● DIRECTIONS:
(a) Reproduce word for word the passage of the portfolio management page below between "Citations (1)" and "to real-world trading.", inclusive.
(b) Does the portfolio management page below support each statement? Answer yes or no for each and quote the words from the page that decide it. (i) The model was applied to several randomly selected portfolios. (ii) The optimized agent trades at a high transaction cost rate. (iii) The framework uses actor-critic algorithms.

===== EXTRACT PROVIDED

Deep reinforcement learning for portfolio management (2012.13773v7)

Published 26 Dec 2020 in q-fin.CP, cs.LG, and q-fin.PM

Abstract: In our paper, we apply deep reinforcement learning approach to optimize investment decisions in portfolio management. We make several innovations, such as adding short mechanism and designing an arbitrage mechanism, and applied our model to make decision optimization for several randomly selected portfolios. The experimental results show that our model is able to optimize investment decisions and has the ability to obtain excess return in stock market, and the optimized agent maintains the asset weights at fixed value throughout the trading periods and trades at a very low transaction cost rate. In addition, we redesigned the formula for calculating portfolio asset weights in continuous trading process which can make leverage trading, that fills the theoretical gap in the calculation of portfolio weights when shorting.

Citations (1)

View on Semantic Scholar

Summary

The paper introduces a DRL framework that integrates short selling and an explicit arbitrage mechanism to dynamically optimize portfolio allocations.
It employs actor-critic algorithms with tailored state representations and reward functions that factor in transaction costs and leverage constraints.
Empirical results show excess returns and stable asset weights, indicating a robust, low-turnover strategy applicable to real-world trading.

Deep Reinforcement Learning (DRL) presents a compelling paradigm for addressing the sequential decision-making problem inherent in portfolio management. Unlike traditional methods often relying on single-period optimization or explicit forecasting models, DRL agents can learn complex, dynamic allocation strategies directly from interactions with market data, adapting to changing conditions and optimizing cumulative rewards over extended horizons. The paper "Deep reinforcement learning for portfolio management" (Deep reinforcement learning for portfolio management, 2020) explores this application, introducing specific mechanisms for short selling and arbitrage within a DRL framework.

==========
===== DATA SECTION

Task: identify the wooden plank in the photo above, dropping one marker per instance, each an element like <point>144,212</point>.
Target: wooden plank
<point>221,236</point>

==========

● RESULTS:
(a)
Citations (1)

View on Semantic Scholar

Summary

The paper introduces a DRL framework that integrates short selling and an explicit arbitrage mechanism to dynamically optimize portfolio allocations.
It employs actor-critic algorithms with tailored state representations and reward functions that factor in transaction costs and leverage constraints.
Empirical results show excess returns and stable asset weights, indicating a robust, low-turnover strategy applicable to real-world trading.

(b)
(i) Yes: "applied our model to make decision optimization for several randomly selected portfolios"
(ii) No: "trades at a very low transaction cost rate"
(iii) Yes: "It employs actor-critic algorithms"